[Excerpts from a segmentation dataset]
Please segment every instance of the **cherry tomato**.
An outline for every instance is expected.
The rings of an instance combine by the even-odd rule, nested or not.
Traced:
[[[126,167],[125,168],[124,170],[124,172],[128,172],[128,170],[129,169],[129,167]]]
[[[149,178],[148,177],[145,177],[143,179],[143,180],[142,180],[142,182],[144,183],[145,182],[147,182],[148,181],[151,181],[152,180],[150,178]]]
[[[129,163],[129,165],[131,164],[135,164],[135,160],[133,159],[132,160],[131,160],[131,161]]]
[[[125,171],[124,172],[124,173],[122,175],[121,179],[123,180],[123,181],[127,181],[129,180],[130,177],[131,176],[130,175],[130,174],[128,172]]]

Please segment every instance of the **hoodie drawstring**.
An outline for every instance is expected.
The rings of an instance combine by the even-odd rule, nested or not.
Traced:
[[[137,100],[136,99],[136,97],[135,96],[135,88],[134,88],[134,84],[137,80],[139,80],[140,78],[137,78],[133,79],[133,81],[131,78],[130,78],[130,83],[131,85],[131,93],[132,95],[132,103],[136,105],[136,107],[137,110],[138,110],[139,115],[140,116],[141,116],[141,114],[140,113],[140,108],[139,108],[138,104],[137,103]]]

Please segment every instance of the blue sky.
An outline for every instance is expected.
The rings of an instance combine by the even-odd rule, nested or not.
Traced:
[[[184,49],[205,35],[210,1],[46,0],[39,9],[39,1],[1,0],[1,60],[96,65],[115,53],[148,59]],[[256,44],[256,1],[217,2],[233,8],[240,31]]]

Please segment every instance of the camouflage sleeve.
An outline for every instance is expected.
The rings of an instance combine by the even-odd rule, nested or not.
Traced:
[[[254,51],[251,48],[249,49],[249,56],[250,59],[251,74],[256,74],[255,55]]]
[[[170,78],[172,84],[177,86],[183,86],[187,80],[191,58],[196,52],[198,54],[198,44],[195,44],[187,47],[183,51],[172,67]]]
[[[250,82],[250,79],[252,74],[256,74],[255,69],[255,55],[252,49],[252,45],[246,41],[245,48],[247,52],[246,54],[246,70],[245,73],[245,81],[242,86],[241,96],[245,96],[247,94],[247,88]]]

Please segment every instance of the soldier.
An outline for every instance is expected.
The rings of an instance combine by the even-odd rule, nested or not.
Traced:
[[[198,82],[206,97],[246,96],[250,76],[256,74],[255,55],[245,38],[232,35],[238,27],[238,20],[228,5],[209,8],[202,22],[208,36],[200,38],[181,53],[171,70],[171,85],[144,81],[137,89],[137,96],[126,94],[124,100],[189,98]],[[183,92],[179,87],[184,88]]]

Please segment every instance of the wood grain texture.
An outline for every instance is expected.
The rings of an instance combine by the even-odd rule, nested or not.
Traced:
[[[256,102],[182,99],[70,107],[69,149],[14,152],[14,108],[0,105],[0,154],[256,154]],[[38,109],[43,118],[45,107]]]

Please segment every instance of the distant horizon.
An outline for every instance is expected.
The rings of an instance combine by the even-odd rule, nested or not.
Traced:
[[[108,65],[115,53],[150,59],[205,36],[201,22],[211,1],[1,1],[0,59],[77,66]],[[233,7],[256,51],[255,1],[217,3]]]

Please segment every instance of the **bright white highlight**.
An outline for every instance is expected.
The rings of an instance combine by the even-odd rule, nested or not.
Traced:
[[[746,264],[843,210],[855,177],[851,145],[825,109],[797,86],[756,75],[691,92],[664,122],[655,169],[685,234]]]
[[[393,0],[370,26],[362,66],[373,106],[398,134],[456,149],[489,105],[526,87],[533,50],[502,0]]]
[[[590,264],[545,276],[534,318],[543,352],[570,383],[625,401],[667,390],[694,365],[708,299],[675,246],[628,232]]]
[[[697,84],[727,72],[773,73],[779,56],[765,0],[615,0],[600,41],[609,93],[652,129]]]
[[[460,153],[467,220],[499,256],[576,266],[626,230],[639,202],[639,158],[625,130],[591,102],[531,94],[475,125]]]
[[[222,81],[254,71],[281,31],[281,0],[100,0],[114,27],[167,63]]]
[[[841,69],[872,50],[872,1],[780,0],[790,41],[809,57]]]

WHAT YOU WILL DO:
Please convert all of the records above into a numbered list with one line per item, leaving out the blank lines.

THE REPLY:
1. Please segment every instance of the **cherry tomato**.
2. An outline for every instance is expected.
3. The rings of an instance combine by the even-odd rule, nested or not.
4. Traced:
5. [[[126,167],[125,168],[124,170],[124,172],[128,172],[128,170],[129,169],[129,167]]]
6. [[[149,178],[148,177],[145,177],[143,179],[143,180],[142,180],[142,182],[144,183],[145,182],[147,182],[148,181],[151,181],[152,180],[150,178]]]
7. [[[129,163],[129,165],[131,164],[135,164],[135,160],[133,159],[132,160],[131,160],[131,161]]]
8. [[[125,171],[124,172],[124,173],[122,175],[121,179],[123,180],[123,181],[127,181],[129,180],[130,177],[131,176],[130,175],[130,174],[128,172]]]
9. Please segment every instance of the **hoodie drawstring**.
10. An outline for every instance is expected.
11. The rings of an instance combine by the even-odd rule, nested or not.
12. Traced:
13. [[[137,100],[136,99],[136,97],[135,96],[135,88],[134,88],[134,84],[137,80],[139,80],[140,78],[137,78],[133,79],[133,81],[131,78],[130,78],[130,83],[131,85],[131,93],[132,95],[132,103],[136,105],[136,107],[137,110],[138,110],[139,115],[140,116],[141,116],[141,114],[140,113],[140,108],[139,108],[138,104],[137,103]]]
14. Please segment every instance of the blue sky.
15. An outline for every instance is expected.
16. The rings of an instance combine by the even-odd rule, nested or not.
17. Traced:
18. [[[184,49],[205,35],[210,1],[46,0],[39,9],[39,1],[1,0],[1,60],[96,65],[115,53],[148,59]],[[256,44],[256,1],[217,2],[233,8],[240,31]]]
19. Please segment every instance of the camouflage sleeve.
20. An outline for every instance is expected.
21. The rings of an instance combine by the even-odd rule, nested or not.
22. Traced:
23. [[[254,51],[251,48],[249,49],[249,56],[250,59],[251,74],[256,74],[255,55]]]
24. [[[170,78],[172,84],[177,86],[183,86],[187,80],[191,58],[196,52],[198,54],[198,44],[195,44],[187,47],[183,51],[172,67]]]
25. [[[250,82],[250,79],[252,74],[256,74],[255,69],[255,55],[252,49],[252,45],[246,41],[245,48],[247,52],[246,54],[246,70],[245,73],[245,81],[242,86],[241,96],[245,96],[247,94],[247,88]]]
26. Please segment every instance of the soldier.
27. An outline for every instance is expected.
28. The rings of an instance combine by the even-odd rule, nested or not.
29. Traced:
30. [[[198,82],[206,97],[246,96],[250,76],[256,74],[255,55],[245,38],[232,35],[238,27],[238,20],[228,5],[209,8],[202,22],[208,36],[200,38],[181,53],[171,70],[171,85],[144,81],[137,89],[137,96],[126,94],[124,100],[189,98]],[[183,92],[179,87],[184,88]]]
31. Please segment every instance of the wood grain texture.
32. An outline for every instance is expected.
33. The rings of an instance combine by the even-odd rule, nested or not.
34. Traced:
35. [[[256,102],[182,99],[70,107],[69,149],[14,152],[14,108],[0,105],[0,154],[256,154]],[[38,109],[43,118],[45,107]]]
36. Please segment every instance of the distant horizon.
37. An outline for every instance is expected.
38. The rings of an instance combine by the even-odd rule, nested or not.
39. Traced:
40. [[[108,65],[115,53],[150,59],[205,36],[201,22],[211,1],[1,1],[0,59],[77,66]],[[233,7],[256,51],[255,1],[217,3]]]
41. Please segment every instance of the **bright white highlight**.
42. An outline for every instance is expected.
43. The rings of an instance combine by the even-odd rule, nested or not.
44. Traced:
45. [[[746,264],[843,210],[855,177],[851,145],[825,109],[797,86],[756,75],[691,92],[664,122],[655,169],[685,234]]]
46. [[[393,0],[370,26],[362,66],[373,106],[398,134],[456,149],[489,105],[526,87],[533,50],[502,0]]]
47. [[[590,264],[545,276],[534,318],[543,352],[570,383],[625,401],[667,390],[694,365],[708,299],[675,246],[628,232]]]
48. [[[697,84],[727,72],[773,73],[779,56],[765,0],[615,0],[600,41],[609,93],[652,129]]]
49. [[[460,153],[467,220],[499,256],[576,266],[626,230],[639,202],[639,158],[625,130],[591,102],[531,94],[475,125]]]
50. [[[222,81],[254,71],[281,31],[281,0],[100,0],[114,27],[167,63]]]
51. [[[841,69],[872,50],[872,1],[780,0],[790,41],[809,57]]]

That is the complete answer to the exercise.